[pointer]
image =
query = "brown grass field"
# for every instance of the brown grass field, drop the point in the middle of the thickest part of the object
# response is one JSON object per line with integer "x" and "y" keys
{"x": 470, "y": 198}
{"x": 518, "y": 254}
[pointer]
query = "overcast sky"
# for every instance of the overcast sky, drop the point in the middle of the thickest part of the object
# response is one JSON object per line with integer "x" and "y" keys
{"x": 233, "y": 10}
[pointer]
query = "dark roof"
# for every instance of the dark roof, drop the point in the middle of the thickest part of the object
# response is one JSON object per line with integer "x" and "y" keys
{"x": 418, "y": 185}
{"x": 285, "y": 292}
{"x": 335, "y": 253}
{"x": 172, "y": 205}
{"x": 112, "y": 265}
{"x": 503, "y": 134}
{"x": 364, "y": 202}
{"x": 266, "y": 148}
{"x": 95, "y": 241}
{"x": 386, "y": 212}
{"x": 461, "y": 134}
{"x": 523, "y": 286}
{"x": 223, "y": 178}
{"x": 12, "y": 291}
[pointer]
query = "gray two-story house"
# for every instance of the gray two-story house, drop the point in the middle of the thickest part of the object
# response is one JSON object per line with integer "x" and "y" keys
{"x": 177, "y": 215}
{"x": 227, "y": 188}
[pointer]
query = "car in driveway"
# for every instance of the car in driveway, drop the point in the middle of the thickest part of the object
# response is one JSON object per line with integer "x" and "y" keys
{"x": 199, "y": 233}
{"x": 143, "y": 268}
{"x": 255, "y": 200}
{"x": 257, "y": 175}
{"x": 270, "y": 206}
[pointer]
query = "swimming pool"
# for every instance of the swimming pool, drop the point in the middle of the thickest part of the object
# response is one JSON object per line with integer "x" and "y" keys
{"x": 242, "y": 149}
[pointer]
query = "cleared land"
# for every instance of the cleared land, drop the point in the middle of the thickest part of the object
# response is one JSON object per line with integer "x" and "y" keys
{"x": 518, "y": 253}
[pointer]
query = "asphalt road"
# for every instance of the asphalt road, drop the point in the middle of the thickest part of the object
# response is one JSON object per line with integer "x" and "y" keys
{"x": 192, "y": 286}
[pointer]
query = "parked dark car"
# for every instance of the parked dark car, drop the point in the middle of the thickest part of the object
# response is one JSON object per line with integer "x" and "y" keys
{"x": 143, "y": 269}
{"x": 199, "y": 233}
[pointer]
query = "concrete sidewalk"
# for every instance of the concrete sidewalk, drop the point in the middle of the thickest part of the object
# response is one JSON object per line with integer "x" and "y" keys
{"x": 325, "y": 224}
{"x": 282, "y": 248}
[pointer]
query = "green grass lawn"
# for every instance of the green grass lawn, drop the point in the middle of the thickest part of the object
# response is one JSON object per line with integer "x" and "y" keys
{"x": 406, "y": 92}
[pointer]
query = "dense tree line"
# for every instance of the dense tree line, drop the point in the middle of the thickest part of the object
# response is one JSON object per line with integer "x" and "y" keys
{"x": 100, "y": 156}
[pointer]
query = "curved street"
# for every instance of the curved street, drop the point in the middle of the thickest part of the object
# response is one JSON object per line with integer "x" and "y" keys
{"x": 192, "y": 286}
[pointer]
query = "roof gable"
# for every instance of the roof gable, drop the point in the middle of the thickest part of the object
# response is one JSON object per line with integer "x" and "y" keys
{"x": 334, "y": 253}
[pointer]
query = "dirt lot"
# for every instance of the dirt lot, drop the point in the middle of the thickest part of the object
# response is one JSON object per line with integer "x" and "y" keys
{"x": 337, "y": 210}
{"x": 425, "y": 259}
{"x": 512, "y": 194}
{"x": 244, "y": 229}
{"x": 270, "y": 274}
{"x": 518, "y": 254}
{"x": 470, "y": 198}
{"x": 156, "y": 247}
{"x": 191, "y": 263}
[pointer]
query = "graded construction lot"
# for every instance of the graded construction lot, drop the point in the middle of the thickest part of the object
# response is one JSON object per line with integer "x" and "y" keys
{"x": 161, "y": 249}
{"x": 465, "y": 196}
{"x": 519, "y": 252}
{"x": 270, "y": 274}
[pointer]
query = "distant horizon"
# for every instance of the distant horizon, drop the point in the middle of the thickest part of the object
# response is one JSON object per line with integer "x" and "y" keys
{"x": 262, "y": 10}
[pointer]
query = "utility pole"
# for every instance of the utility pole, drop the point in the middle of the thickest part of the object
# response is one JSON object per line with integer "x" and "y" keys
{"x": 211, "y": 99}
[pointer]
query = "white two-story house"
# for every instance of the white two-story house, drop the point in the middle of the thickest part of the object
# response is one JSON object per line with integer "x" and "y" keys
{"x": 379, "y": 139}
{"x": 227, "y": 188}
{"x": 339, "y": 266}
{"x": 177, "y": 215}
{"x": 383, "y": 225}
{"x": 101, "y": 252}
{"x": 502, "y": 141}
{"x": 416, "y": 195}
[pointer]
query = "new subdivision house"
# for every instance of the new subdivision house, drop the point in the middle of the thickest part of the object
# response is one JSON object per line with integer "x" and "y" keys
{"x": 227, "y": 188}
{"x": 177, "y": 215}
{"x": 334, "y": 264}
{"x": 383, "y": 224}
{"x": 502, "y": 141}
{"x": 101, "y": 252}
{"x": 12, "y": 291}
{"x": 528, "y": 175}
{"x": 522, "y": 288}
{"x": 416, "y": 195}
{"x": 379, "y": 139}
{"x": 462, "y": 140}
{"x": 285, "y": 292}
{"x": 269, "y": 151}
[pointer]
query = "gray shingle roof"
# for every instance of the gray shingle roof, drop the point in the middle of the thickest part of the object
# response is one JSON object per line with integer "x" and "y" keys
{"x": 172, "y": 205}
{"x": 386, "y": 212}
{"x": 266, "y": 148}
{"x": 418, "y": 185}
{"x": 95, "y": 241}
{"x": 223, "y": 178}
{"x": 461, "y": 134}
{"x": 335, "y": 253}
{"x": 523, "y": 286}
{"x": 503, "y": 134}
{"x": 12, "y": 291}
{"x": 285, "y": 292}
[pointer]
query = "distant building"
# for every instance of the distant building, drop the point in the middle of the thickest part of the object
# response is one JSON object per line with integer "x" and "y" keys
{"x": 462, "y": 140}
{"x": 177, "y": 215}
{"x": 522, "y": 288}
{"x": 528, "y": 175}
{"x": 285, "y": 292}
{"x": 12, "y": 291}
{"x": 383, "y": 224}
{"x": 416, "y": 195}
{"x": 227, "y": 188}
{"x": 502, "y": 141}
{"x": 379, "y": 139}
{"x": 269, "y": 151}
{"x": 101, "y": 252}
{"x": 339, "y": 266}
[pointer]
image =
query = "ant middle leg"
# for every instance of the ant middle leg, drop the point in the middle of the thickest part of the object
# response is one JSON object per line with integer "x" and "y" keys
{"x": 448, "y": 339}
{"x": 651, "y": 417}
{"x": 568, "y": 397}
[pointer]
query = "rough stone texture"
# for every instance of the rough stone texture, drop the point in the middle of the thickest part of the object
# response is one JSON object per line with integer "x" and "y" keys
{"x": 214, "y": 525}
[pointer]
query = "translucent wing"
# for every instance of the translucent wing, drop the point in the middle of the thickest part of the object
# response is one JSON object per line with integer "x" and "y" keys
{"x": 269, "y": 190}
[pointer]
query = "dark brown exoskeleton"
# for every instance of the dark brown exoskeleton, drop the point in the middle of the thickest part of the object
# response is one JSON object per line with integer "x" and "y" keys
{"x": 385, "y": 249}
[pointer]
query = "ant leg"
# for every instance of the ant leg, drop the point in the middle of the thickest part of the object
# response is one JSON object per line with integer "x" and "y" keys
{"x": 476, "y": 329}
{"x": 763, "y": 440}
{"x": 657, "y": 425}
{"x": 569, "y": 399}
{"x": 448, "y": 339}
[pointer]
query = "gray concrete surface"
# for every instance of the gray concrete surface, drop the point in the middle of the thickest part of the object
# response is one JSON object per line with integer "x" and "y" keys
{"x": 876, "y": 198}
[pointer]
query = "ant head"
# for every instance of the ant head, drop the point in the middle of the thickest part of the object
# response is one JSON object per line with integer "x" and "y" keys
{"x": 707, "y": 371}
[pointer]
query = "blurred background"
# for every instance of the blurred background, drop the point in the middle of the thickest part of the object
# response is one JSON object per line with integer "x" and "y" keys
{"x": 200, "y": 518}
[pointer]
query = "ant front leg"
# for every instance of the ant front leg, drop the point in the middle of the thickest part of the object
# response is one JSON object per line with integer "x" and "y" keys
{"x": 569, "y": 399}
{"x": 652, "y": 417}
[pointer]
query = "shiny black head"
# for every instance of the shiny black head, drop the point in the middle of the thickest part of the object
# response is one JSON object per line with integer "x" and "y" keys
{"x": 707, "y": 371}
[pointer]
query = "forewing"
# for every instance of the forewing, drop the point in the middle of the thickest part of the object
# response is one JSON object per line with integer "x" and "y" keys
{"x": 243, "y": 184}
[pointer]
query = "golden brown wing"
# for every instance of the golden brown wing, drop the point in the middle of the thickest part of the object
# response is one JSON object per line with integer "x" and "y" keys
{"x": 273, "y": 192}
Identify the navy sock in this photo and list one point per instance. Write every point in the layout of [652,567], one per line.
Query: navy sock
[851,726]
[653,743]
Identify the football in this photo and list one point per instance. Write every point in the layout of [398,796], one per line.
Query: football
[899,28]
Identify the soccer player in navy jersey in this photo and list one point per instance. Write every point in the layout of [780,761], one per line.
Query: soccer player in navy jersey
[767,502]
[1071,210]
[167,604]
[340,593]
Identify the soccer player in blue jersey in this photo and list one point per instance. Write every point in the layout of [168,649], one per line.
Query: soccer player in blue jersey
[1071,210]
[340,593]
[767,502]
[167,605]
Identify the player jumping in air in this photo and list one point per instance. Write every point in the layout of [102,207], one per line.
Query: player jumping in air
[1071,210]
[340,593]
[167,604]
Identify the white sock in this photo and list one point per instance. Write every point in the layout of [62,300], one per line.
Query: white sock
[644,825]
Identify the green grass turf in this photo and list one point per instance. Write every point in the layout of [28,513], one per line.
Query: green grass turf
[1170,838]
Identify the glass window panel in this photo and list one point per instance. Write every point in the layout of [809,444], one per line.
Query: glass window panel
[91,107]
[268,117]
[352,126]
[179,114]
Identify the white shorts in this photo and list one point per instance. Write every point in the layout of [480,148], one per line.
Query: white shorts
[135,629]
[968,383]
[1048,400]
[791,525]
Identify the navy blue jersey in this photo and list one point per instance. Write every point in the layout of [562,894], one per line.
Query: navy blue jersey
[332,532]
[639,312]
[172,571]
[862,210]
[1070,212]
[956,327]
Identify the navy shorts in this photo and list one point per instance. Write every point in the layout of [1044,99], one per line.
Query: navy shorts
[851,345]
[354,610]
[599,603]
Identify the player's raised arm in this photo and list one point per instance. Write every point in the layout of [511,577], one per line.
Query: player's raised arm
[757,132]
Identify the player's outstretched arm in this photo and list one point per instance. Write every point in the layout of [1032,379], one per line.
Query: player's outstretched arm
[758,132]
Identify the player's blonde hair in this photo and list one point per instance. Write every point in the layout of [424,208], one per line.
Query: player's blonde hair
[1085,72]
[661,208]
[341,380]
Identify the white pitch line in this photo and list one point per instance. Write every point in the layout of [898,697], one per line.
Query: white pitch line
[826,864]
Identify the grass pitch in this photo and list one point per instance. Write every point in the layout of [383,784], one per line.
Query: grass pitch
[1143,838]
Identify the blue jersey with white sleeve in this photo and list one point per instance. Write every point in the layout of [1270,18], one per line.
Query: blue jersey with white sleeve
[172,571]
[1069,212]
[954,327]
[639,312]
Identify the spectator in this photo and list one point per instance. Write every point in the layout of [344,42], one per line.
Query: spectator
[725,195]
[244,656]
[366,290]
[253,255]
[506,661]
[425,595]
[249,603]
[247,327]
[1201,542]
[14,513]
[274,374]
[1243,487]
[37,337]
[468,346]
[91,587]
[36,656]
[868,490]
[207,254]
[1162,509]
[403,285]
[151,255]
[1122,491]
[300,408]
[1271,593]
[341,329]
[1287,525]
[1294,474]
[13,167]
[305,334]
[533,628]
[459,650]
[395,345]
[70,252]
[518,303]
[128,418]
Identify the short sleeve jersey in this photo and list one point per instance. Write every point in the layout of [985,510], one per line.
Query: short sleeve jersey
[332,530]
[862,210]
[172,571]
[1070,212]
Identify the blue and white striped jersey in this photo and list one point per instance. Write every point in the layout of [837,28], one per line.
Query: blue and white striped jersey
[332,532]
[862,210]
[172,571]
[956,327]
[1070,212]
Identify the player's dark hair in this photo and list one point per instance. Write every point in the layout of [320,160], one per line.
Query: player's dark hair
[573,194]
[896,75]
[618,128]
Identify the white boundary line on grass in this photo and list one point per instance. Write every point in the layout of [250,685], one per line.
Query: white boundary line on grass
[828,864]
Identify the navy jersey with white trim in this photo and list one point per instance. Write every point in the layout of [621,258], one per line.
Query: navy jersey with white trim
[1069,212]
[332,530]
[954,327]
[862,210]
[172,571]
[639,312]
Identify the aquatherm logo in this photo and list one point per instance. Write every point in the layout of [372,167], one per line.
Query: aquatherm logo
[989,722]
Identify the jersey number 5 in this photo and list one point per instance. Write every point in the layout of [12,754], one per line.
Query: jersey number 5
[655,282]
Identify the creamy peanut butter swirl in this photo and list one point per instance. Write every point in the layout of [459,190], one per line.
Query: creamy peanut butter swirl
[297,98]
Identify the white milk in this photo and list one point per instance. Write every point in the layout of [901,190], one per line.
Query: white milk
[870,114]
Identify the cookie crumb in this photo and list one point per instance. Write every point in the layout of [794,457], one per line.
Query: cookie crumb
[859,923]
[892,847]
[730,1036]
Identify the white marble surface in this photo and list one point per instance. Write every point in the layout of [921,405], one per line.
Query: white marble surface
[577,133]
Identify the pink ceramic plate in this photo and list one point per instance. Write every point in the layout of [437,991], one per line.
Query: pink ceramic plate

What to work on -
After locating the line with "# for every instance of the overcast" in the material above, return it and each line after it exactly, ending at the line with "# for every instance of the concrete".

Exercise output -
# for every instance of the overcast sky, drop the point in the middle of the thickest part of the object
# response is one JSON object per line with integer "x" and "y" keys
{"x": 233, "y": 10}
[pointer]
query = "dark roof"
# for every instance of the dark roof, drop the point in the middle of the thickest part of the object
# response is one JSON object per line with integer "x" and "y" keys
{"x": 418, "y": 185}
{"x": 285, "y": 292}
{"x": 335, "y": 253}
{"x": 172, "y": 205}
{"x": 112, "y": 265}
{"x": 503, "y": 134}
{"x": 364, "y": 202}
{"x": 266, "y": 148}
{"x": 95, "y": 241}
{"x": 386, "y": 212}
{"x": 461, "y": 134}
{"x": 523, "y": 286}
{"x": 223, "y": 178}
{"x": 12, "y": 291}
[pointer]
query = "gray two-story house"
# for every instance of the gray two-story house, drop the point in the middle of the thickest part of the object
# response is one JSON object per line with integer "x" and "y" keys
{"x": 177, "y": 215}
{"x": 227, "y": 188}
[pointer]
query = "car in driveway"
# for every instance of the car in driveway, drop the point in the middle of the thickest part of the object
# response is one JSON object per line with integer "x" and "y" keys
{"x": 199, "y": 233}
{"x": 143, "y": 268}
{"x": 255, "y": 200}
{"x": 257, "y": 175}
{"x": 270, "y": 206}
[pointer]
query = "swimming pool"
# for every instance of the swimming pool, drop the point in the middle of the thickest part of the object
# response is one JSON object per line with integer "x" and "y" keys
{"x": 242, "y": 149}
[pointer]
query = "cleared land"
# for every instance of the cleared land, drop the point in the middle of the thickest part of the object
# response is one JSON object per line with integer "x" and "y" keys
{"x": 518, "y": 253}
[pointer]
query = "asphalt road"
# for every instance of the asphalt road, drop the point in the middle of the thickest part of the object
# response is one JSON object per line with integer "x" and "y" keys
{"x": 192, "y": 286}
[pointer]
query = "parked dark car"
# for every instance of the parked dark car, drop the point in the middle of the thickest part of the object
# response is one JSON object per line with integer "x" and "y" keys
{"x": 143, "y": 269}
{"x": 199, "y": 233}
[pointer]
query = "concrete sidewalk"
# for every instance of the concrete sidewalk, drop the point in the middle of the thickest part of the object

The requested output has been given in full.